# Baltimore Meetup Sunday, March 12, 2006



## MyCameraEye (Jan 10, 2006)

Call me a planner, an organizer or even a madman but I know we are all busy people so I figured I would post this way head of time to see if anyone would be interested. I do not know the city of baltimore from a bull's a$$ though my wife does so I may have he tag along for directions and navigation but if anyone is interested and knows the city, perhaps we can get this going. One shot I would be interested in shooting is a city landscape of Baltimore shot from Federal Hill.

Once again, I'm open minded and willing to entertain any/all suggestions.

Scott


----------



## MyCameraEye (Jan 12, 2006)

Cmon folks! No replies ? No body ?


----------



## jocose (Jan 19, 2006)

MyCameraEye said:
			
		

> Cmon folks! No replies ? No body ?

═══

What to produce | Copy out the meetup thread from "## MyCameraEye (Jan 10, 2006)" to "entertain any/all suggestions.", swapping "planner" for "dreamer". The lines after this point are not needed for the work.

═══

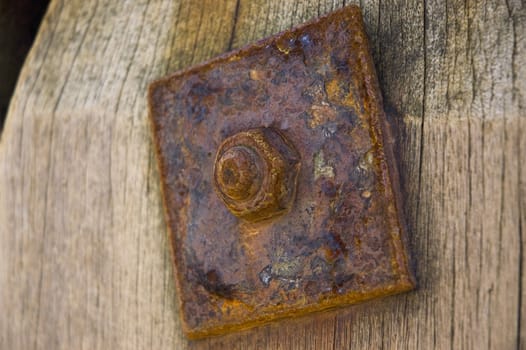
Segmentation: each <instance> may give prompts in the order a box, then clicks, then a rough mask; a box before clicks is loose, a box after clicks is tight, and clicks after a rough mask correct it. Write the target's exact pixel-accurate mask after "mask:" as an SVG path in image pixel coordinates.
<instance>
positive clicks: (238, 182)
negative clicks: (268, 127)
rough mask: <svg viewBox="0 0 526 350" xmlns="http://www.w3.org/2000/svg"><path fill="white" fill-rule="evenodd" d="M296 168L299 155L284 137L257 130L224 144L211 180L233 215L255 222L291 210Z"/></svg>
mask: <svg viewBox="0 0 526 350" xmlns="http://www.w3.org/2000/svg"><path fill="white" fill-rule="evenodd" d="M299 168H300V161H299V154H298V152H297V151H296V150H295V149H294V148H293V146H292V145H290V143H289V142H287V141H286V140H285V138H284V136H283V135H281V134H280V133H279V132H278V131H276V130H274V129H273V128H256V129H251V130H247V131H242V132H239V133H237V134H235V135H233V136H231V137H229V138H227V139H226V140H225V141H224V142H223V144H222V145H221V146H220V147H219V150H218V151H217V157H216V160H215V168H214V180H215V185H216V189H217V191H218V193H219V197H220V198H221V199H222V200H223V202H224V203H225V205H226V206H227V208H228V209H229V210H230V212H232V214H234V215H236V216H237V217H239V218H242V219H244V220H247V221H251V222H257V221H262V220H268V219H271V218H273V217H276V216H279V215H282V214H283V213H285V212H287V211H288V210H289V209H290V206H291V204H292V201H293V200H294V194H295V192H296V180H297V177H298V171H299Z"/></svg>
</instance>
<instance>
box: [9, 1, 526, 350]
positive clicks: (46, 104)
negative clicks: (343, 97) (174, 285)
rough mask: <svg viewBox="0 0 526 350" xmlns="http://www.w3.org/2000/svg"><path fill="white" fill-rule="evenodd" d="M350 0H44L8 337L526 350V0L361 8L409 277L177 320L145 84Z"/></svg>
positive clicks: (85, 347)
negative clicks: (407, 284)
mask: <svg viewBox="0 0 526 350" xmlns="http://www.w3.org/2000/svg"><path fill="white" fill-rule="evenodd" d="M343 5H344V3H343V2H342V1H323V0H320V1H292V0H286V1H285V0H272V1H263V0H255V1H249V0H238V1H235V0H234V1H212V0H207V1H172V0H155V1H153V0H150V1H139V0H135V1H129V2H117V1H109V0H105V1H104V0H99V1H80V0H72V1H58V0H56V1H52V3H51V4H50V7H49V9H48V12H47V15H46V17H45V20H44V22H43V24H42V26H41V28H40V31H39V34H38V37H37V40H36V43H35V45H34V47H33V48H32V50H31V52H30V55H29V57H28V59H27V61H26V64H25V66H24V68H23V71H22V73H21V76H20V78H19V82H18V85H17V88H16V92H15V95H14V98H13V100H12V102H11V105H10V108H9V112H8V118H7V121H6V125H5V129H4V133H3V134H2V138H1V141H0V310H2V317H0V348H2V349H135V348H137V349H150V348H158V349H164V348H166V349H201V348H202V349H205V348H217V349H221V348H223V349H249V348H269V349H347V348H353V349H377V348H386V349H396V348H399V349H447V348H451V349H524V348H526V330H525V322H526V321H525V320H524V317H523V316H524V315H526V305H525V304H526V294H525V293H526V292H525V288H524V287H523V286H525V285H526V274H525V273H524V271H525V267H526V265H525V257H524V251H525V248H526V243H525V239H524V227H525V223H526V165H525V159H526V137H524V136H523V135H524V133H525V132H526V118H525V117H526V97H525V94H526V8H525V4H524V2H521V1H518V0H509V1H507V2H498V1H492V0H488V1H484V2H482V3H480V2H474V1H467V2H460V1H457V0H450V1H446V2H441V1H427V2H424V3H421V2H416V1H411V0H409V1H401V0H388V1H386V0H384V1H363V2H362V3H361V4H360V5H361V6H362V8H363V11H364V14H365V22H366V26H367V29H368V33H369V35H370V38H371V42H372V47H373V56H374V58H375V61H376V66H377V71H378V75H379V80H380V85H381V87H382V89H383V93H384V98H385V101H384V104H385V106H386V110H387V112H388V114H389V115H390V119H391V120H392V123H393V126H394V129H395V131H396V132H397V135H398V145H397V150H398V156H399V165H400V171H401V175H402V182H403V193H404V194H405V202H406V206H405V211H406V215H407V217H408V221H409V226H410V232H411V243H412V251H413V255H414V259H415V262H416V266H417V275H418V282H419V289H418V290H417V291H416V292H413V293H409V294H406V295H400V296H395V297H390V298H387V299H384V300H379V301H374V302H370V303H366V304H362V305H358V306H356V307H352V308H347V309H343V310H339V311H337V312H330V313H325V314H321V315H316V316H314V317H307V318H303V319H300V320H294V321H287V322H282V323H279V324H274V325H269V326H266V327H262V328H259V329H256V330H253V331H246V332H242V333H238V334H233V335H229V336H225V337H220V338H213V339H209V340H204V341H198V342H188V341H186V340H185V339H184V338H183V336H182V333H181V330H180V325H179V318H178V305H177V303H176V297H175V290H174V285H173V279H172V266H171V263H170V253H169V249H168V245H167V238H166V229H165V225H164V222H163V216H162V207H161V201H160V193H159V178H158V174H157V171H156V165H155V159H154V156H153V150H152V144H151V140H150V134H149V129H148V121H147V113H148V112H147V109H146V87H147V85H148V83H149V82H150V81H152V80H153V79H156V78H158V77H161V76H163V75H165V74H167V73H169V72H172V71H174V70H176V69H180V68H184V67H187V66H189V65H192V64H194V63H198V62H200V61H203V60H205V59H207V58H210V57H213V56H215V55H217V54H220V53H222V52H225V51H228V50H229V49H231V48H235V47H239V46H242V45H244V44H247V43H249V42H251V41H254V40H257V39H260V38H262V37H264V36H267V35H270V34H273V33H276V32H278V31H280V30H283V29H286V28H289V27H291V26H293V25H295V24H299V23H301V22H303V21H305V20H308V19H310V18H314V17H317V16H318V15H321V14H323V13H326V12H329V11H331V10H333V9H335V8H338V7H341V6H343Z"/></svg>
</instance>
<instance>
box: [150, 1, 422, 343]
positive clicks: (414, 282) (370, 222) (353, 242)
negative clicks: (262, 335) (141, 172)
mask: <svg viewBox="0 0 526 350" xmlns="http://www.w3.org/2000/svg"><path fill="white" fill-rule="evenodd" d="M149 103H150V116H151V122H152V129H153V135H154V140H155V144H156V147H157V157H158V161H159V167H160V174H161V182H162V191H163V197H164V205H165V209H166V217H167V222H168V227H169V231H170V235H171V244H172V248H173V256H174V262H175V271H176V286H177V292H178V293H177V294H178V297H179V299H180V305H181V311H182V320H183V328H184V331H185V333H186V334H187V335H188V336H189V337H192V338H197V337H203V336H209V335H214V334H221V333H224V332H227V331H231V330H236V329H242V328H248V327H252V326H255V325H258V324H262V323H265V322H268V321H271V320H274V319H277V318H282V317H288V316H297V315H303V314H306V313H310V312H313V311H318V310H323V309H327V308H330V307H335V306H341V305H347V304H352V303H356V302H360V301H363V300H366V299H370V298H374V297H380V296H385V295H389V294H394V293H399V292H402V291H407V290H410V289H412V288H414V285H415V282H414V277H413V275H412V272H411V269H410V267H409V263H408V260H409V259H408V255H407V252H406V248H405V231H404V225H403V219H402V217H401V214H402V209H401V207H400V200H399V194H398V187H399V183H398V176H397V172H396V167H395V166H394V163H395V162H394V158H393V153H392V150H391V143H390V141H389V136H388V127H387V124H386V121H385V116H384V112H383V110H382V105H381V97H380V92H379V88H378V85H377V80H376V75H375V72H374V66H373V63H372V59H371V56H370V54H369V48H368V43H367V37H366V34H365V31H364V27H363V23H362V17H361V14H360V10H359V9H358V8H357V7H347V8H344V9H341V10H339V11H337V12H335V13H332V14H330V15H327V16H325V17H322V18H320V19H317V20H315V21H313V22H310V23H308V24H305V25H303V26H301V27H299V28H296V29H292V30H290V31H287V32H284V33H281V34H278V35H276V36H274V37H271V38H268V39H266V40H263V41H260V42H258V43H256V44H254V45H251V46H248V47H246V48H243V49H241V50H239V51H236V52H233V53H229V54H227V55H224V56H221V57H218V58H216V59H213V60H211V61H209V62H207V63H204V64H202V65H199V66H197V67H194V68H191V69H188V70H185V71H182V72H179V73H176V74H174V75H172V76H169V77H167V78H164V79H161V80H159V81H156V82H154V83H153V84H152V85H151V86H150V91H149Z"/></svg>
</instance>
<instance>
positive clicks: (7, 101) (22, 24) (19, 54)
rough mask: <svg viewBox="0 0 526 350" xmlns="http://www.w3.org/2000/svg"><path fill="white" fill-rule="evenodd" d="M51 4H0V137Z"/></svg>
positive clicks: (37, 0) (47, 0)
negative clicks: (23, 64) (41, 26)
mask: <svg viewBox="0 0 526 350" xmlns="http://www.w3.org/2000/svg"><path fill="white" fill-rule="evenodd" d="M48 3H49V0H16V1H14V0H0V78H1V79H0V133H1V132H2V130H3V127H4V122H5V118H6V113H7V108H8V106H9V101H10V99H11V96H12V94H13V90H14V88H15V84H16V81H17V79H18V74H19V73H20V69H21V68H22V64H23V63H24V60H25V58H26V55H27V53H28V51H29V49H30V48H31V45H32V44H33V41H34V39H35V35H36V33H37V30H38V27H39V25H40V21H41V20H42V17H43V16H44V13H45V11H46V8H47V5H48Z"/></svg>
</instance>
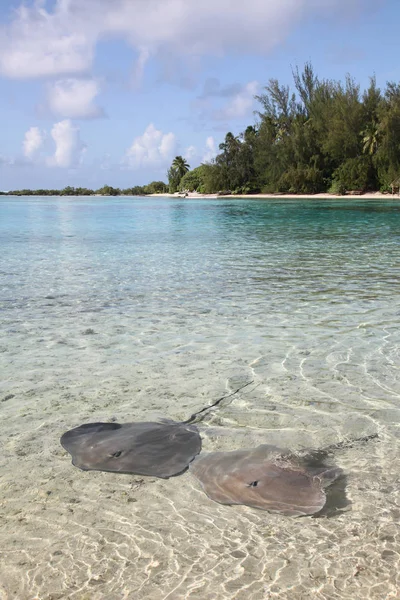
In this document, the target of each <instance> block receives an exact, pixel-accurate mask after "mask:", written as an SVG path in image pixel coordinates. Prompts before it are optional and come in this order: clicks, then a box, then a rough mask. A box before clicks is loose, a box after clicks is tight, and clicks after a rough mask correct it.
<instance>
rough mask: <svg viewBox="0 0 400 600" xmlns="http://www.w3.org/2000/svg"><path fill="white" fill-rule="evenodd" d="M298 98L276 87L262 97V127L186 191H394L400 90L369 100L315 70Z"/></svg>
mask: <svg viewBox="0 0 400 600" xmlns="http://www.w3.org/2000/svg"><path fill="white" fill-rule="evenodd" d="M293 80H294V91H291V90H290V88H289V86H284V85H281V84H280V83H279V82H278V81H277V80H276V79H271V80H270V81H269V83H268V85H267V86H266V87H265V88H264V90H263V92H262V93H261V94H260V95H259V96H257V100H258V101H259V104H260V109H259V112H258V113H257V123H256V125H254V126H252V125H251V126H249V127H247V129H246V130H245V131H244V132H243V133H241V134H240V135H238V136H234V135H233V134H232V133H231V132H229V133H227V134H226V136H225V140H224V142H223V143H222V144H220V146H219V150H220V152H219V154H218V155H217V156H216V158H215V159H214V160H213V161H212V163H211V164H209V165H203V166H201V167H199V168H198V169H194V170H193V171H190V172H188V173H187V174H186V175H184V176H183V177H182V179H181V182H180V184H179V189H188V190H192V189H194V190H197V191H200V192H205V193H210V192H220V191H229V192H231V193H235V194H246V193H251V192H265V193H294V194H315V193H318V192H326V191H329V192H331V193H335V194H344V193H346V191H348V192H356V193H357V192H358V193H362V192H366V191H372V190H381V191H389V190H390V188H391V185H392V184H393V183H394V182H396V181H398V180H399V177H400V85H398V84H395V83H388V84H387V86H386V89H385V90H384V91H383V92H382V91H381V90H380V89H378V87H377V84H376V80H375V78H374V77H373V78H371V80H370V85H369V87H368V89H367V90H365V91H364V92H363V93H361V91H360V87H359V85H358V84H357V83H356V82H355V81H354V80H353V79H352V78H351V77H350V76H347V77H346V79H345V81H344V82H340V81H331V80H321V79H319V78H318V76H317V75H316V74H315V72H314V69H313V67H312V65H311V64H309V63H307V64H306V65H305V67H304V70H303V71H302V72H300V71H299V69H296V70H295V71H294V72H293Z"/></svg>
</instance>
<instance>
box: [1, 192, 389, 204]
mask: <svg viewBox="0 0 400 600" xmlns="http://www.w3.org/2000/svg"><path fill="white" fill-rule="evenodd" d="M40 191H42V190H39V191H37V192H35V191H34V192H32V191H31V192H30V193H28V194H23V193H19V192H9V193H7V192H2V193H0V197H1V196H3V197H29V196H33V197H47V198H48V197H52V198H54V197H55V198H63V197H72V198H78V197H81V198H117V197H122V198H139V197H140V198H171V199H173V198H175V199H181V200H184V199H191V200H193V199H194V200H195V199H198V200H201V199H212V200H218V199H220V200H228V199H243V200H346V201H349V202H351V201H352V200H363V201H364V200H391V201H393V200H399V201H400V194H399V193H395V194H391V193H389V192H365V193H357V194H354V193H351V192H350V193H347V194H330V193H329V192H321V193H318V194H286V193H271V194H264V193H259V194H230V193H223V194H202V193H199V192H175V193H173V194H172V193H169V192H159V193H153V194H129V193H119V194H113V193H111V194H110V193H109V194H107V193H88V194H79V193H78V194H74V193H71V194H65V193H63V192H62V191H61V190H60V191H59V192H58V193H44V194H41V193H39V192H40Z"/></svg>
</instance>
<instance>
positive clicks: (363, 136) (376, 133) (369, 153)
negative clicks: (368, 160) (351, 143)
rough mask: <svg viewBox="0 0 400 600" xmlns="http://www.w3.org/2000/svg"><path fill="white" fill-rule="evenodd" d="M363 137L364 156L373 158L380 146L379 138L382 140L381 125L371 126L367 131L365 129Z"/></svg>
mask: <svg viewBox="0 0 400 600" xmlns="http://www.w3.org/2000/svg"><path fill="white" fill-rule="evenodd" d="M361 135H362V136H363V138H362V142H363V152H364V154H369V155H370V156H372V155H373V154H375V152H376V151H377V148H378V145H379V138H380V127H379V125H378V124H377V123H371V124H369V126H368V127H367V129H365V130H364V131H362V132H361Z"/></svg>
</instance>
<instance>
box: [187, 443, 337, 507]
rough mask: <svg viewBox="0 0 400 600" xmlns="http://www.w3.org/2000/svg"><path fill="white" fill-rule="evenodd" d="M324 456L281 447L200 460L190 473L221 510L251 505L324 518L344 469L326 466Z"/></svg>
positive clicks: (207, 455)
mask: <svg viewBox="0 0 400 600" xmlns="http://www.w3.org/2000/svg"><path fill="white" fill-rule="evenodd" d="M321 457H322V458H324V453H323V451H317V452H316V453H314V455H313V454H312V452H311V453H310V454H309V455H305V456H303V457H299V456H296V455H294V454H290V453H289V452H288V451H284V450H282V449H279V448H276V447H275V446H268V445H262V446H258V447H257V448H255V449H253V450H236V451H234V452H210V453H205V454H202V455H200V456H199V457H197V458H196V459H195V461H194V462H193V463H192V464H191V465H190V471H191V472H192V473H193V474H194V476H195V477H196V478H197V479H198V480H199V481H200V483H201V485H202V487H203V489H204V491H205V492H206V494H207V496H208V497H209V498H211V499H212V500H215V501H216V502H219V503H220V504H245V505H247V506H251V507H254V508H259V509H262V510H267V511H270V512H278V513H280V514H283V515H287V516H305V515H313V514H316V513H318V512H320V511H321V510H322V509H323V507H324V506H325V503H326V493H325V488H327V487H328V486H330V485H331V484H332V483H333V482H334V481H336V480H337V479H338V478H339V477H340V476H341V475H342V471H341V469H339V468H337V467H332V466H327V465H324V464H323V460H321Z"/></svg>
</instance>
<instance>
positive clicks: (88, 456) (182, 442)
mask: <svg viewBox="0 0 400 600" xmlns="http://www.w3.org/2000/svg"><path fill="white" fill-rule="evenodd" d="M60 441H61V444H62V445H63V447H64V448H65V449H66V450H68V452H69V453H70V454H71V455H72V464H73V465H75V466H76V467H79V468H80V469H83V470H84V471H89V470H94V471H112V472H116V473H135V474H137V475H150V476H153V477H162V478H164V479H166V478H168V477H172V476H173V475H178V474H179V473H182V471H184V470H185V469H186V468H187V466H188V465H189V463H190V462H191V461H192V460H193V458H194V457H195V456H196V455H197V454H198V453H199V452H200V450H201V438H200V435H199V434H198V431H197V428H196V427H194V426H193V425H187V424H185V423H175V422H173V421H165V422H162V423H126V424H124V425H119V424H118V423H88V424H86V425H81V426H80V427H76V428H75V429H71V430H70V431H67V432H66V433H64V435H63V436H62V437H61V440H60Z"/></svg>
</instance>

═══

Answer space |
## MyCameraEye (Jan 10, 2006)

Call me a dreamer, an organizer or even a madman but I know we are all busy people so I figured I would post this way head of time to see if anyone would be interested. I do not know the city of baltimore from a bull's a$$ though my wife does so I may have he tag along for directions and navigation but if anyone is interested and knows the city, perhaps we can get this going. One shot I would be interested in shooting is a city landscape of Baltimore shot from Federal Hill.

Once again, I'm open minded and willing to entertain any/all suggestions.